TEXT PROVIDED:
This experience, in part, shapes how Bjorn builds and leads cloud-native development teams and also how he sees the responsibilities of developers.
Building the foundations: Self-service facilitated by platform and ops teams
"The goal was to build a platform that then allowed the development teams to just do the rollout from their point of view without having to worry about all the details of the insides of it." -Bjorn Freeman-Benson, SVP Engineering, Ambassador Labs
Development and operations teams can gain the most efficiency by working together. Complete separation of duty means neither team has insight into what the other is doing. As Bjorn points out, developers are more likely to have easier insight into emerging failure patterns and problems within their own services, while a separate operations team would have to spend significant time digging around to identify what was going wrong.

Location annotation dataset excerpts
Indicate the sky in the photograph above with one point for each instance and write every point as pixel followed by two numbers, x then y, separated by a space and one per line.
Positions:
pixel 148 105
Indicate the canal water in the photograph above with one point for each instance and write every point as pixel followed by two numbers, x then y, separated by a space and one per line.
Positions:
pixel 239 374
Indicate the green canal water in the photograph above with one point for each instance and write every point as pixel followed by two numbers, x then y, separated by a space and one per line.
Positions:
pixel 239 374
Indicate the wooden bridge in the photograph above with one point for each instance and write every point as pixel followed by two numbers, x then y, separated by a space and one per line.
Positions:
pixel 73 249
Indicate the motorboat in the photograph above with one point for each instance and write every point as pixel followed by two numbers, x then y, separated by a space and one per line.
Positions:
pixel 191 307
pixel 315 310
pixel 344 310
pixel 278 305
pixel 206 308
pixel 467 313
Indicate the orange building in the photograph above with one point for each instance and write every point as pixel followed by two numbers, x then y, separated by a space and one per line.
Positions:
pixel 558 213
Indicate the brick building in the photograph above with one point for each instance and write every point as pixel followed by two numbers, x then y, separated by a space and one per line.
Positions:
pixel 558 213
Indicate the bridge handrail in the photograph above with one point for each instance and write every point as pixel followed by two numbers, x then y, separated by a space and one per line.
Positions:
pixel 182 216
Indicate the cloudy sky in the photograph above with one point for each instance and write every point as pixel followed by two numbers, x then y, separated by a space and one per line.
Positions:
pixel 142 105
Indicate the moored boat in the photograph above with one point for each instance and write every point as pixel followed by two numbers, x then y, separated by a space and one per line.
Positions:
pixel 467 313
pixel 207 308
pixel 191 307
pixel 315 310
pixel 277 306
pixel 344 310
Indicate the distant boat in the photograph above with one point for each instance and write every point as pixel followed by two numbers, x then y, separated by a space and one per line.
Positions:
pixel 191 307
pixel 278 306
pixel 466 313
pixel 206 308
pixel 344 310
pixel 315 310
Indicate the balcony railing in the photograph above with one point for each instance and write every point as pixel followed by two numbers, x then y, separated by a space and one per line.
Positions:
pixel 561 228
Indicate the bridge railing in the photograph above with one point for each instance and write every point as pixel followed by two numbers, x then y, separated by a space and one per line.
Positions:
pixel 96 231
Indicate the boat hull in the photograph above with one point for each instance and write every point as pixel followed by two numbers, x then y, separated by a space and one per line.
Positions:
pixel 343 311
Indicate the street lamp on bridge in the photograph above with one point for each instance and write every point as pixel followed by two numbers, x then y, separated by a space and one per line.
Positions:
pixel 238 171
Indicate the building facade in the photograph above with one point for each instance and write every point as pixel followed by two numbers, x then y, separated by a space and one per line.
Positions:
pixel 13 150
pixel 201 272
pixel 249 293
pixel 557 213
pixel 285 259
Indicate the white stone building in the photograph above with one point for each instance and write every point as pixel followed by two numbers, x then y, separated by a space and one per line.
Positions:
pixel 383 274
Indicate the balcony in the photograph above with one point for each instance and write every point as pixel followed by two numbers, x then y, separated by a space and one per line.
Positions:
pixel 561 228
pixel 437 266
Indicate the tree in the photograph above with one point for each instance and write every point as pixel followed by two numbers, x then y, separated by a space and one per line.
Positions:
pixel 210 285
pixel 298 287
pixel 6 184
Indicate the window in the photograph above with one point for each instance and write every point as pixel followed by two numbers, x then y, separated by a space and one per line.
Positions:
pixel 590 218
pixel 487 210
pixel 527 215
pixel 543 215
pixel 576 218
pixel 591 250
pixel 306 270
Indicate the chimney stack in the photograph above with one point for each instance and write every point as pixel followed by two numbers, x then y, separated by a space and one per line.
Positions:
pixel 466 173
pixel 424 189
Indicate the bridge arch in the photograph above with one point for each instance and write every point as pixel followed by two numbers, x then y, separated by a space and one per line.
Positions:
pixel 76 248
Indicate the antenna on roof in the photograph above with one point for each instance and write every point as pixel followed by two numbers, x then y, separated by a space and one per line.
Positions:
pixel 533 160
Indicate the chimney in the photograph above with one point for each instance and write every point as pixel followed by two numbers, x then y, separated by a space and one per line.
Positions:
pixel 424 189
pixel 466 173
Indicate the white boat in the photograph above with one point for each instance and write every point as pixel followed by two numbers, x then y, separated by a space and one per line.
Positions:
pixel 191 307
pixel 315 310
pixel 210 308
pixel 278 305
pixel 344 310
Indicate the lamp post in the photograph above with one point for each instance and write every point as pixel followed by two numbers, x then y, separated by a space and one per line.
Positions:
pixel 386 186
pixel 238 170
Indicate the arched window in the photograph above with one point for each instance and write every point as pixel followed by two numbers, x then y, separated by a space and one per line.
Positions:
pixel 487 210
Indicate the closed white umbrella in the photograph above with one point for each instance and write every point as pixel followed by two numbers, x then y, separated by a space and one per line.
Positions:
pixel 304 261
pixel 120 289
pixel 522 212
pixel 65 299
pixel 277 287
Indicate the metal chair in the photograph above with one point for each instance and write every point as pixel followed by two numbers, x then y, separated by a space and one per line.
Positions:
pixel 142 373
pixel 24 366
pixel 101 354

THE PROBLEM: In the text on development and operations teams, what happens under complete separation of duty? The entries are separate material, unrelated to the text on development and operations teams.

FULL SOLUTION: Neither team has insight into what the other is doing.